> **THE RECORDS**:
# # # #

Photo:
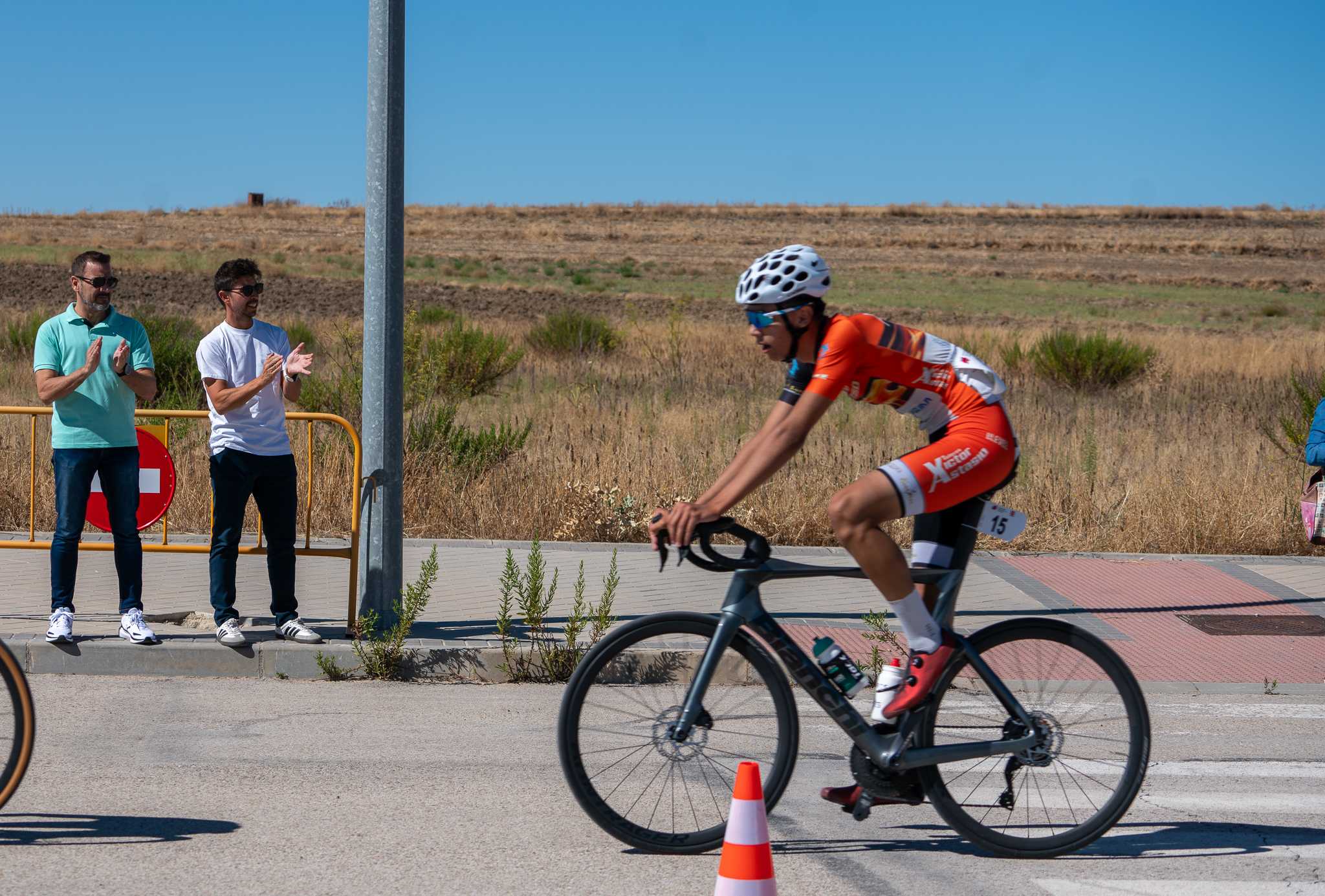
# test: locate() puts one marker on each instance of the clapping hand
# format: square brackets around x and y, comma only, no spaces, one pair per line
[120,361]
[298,362]
[272,367]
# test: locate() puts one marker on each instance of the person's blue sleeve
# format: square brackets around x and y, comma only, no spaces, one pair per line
[1316,438]
[45,350]
[141,350]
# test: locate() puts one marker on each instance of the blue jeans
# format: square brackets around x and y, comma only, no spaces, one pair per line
[272,481]
[118,471]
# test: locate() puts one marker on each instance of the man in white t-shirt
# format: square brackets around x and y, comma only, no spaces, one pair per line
[248,370]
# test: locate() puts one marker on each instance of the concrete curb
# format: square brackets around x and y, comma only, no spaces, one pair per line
[474,662]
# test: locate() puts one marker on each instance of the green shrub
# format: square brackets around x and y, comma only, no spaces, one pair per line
[382,653]
[531,594]
[21,333]
[175,338]
[1090,362]
[1296,424]
[439,370]
[574,333]
[337,385]
[463,362]
[435,314]
[433,431]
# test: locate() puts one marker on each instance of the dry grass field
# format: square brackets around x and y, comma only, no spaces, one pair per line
[1176,462]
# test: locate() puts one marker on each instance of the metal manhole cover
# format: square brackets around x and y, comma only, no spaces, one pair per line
[1230,623]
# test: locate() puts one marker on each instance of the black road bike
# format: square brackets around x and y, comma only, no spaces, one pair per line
[1033,744]
[17,725]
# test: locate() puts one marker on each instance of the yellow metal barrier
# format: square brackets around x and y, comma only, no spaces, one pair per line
[350,553]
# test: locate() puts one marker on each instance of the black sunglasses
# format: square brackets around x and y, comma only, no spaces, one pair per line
[100,283]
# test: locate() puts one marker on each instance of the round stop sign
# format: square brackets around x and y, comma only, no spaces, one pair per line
[155,485]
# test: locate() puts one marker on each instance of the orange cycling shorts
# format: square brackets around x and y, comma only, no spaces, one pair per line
[970,456]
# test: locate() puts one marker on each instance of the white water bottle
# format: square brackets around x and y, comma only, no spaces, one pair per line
[886,688]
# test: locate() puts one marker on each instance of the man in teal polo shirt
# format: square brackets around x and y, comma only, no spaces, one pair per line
[92,364]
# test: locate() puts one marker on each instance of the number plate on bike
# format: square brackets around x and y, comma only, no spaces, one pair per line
[1001,523]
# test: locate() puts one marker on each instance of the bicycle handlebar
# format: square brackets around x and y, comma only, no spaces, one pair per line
[757,549]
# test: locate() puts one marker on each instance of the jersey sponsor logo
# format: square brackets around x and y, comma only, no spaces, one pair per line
[936,377]
[880,391]
[949,467]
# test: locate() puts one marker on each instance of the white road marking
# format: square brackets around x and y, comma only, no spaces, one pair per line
[1178,887]
[1239,803]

# # # #

> **GIVEN REQUEST**:
Lay out every line of the records above as a Markdown table with two columns, Row for the row number and Line for the line itself, skipping any blank lines. Leave the pictures out of your answer.

> **WRITTEN SOLUTION**:
| Row | Line |
|---|---|
| 1 | Photo: |
| 2 | # test: locate() puts one marker on each instance of the clapping hand |
| 3 | # format: square brackets around x and y, comma only, no spaces, one pair per line |
| 4 | [120,361] |
| 5 | [298,362] |
| 6 | [272,367] |
| 7 | # test: locate() puts one marker on each instance of the person's blue sleeve |
| 8 | # format: square brackets around x and y, comma only, no spaces, one pair per line |
| 9 | [1316,438] |
| 10 | [45,350] |
| 11 | [141,350] |
| 12 | # test: locate() puts one marker on each instance of the blue jeans |
| 13 | # format: square brackets around x and y, comma only, no spaces, one pair per line |
| 14 | [272,481] |
| 15 | [118,471] |
| 16 | # test: locate() puts one marker on each instance of the man in white t-shirt |
| 17 | # format: square brackets around x and y, comma only, no spaces, one pair per line |
| 18 | [248,370] |
| 19 | # test: locate() puts one marker on each instance of the concrete curb |
| 20 | # format: square brackets around x and y, comma only, no spaces, one pair per line |
| 21 | [474,662] |
| 22 | # test: locate() puts one marker on each instance of the green shrub |
| 23 | # format: square brackets around x and y, comma only, no spaces, one pair per line |
| 24 | [382,653] |
| 25 | [531,594] |
| 26 | [21,333] |
| 27 | [175,338] |
| 28 | [1090,362] |
| 29 | [1296,424] |
| 30 | [439,370] |
| 31 | [574,333] |
| 32 | [337,385] |
| 33 | [463,362] |
| 34 | [435,314] |
| 35 | [433,431] |
| 36 | # test: locate() puts one marker on each instance of the dry grass field |
| 37 | # format: square brackets around x and y, comma only, no spaces, one pair per line |
| 38 | [1176,462] |
| 39 | # test: locate() puts one marker on each instance of the metal manhole cover |
| 40 | # format: square brackets around x and y, comma only, no spaces, one pair per line |
| 41 | [1230,623] |
| 42 | # test: locate() puts one marker on each instance of the black road bike |
| 43 | # format: square brackets around x and y, comma only, no spaces, one pair per line |
| 44 | [1033,744] |
| 45 | [17,725] |
| 46 | # test: locate() puts one marker on each instance of the yellow metal barrier |
| 47 | # format: square brackets around x and y, comma only, no spaces, one pair per line |
| 48 | [350,553] |
| 49 | # test: locate() puts one marker on each instance of the black sunglasses |
| 50 | # format: square brackets around x and y, comma only, no spaces, one pair per line |
| 51 | [100,283] |
| 52 | # test: locate() puts one marker on each instance of the round stop sign |
| 53 | # format: square brackets around x and y, comma only, no spaces, one pair per line |
| 54 | [155,485] |
| 55 | # test: locate() puts one marker on each instance of the orange cycling shorts |
| 56 | # format: square brackets around x and y, comma only, no spaces, one pair per line |
| 57 | [970,456] |
| 58 | # test: locate() puts one marker on each instance of the white water bottle |
| 59 | # format: square brackets around x and y, comma only, no spaces, one pair per line |
| 60 | [886,688] |
| 61 | # test: locate() puts one marker on each instance of the man in teal polo shirt |
| 62 | # format: square brackets around x and y, comma only, no spaces, one pair per line |
| 63 | [92,364] |
| 64 | # test: locate() puts one marker on each instance of the number plate on bike |
| 65 | # format: square brackets around x and y, comma only, no spaces, one pair per line |
| 66 | [1001,523] |
| 67 | # test: locate() puts one marker on each instance of the bicycle handlebar |
| 68 | # format: square brackets around x and y, comma only, no spaces, one pair per line |
| 69 | [757,549] |
| 70 | # test: locate() puts one marker on each instance of the jersey sponsor logo |
| 71 | # format: square brackets around x and y, comma only, no spaces, one pair per line |
| 72 | [936,377] |
| 73 | [880,391] |
| 74 | [949,467] |
| 75 | # test: locate() puts one marker on each instance of the white road marking |
| 76 | # format: square brackets around x and y, comma only, no spaces, one pair per line |
| 77 | [1178,887] |
| 78 | [1239,803] |